▸ **Artikel**
----------------------------------------

100-Franken-Vignette: Überrissen oder überfällig?

IHZ-Podium mit Doris Leuthard, Felix Müri, Leo Müller und Thierry Burkart

Am 24. November entscheidet das Schweizer Stimmvolk über die geplante Erhöhung des Vignettenpreises auf 100 Franken. Am Montag, 28. Oktober, erläuterte Bundesrätin Doris Leuthard in Luzern, warum sie die Vorlage befürwortet.

ds. Soll der Vignettenpreis von 40 auf 100 Franken erhöht werden? Gegen 300 Gäste aus Politik, Wirtschaft und Gesellschaft folgten am 28. Oktober der Einladung der Industrie- und Handelskammer Zentralschweiz (IHZ) sowie der Arbeitsgemeinschaft Wirtschaft und Gesellschaft (AWG) und kamen im Luzerner Hotel Palace in den Genuss einer angeregten Diskussion. Bundesrätin Doris Leuthard befürwortet die Erhöhung des Vignettenpreises, der seit 20 Jahren unverändert 40 Franken koste: «Seit 1960, als das heutige Nationalstrassennetz geplant wurde, hat sich die Mobilität verfünffacht. Auch die Pendlerströme und die Staus auf Schweizer Strassen nehmen kontinuierlich zu. Deshalb müssen wir etwas tun.» Vom Netzbeschluss, der neben der Übernahme von 380 Kilometern Kantonsstrassen durch den Bund auch die Finanzierung einiger Umfahrungsprojekte beinhaltet, würden laut Leuthard alle profitieren, der einzelne Automobilist wie die gesamte Wirtschaft. «Denn die Staustunden verursachen einen ökonomischen Schaden von jährlich 1,2 Milliarden Franken», sagte die Bundesrätin.

----------------------------------------

▸ **Deine Aufgabe**
Aktualisiere den Abschnitt des Artikels zwischen "Am 24. November" und "die Vorlage befürwortet.", beides eingeschlossen, und gib ihn wieder aus. Ersetze darin "Stimmvolk" durch "Wahlvolk".

[Datensatz-Einträge]

----------------------------------------

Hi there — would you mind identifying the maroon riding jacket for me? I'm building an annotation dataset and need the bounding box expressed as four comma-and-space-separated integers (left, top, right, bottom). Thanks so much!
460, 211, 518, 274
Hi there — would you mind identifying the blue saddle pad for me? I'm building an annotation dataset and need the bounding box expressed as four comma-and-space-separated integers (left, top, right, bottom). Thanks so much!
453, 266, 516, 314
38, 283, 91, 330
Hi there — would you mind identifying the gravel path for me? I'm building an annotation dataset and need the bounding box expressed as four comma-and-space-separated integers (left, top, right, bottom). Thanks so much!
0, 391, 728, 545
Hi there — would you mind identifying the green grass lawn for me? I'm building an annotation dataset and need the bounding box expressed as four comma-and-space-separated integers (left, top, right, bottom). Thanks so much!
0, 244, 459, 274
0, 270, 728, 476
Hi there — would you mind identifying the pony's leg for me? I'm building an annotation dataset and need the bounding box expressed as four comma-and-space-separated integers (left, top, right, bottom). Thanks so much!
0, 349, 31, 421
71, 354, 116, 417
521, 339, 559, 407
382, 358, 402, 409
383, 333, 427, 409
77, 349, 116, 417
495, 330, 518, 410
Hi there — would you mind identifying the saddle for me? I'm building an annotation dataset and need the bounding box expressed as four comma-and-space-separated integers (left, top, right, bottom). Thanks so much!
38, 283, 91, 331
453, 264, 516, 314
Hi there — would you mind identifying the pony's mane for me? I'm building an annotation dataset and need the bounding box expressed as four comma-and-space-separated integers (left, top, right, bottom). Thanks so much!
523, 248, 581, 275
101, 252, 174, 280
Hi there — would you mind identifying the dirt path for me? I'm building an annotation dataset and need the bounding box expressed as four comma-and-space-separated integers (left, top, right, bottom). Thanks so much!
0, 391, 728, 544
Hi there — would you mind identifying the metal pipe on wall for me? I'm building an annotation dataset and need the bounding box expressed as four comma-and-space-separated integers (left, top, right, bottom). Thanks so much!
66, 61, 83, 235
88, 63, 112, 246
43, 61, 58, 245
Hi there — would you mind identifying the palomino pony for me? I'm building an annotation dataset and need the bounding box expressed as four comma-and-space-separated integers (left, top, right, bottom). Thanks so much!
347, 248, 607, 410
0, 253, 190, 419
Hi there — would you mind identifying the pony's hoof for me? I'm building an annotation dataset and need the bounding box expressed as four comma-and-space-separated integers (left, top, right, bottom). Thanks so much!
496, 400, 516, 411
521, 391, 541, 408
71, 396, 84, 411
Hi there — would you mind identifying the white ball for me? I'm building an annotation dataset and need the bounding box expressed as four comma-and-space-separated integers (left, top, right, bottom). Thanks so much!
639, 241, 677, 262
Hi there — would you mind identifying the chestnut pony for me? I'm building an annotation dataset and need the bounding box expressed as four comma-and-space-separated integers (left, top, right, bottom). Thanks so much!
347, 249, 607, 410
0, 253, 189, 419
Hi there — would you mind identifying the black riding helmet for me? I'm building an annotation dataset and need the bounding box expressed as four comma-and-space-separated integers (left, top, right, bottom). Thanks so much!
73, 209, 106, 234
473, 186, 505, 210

----------------------------------------

▸ **Endgültige Antwort**
Am 24. November entscheidet das Schweizer Wahlvolk über die geplante Erhöhung des Vignettenpreises auf 100 Franken. Am Montag, 28. Oktober, erläuterte Bundesrätin Doris Leuthard in Luzern, warum sie die Vorlage befürwortet.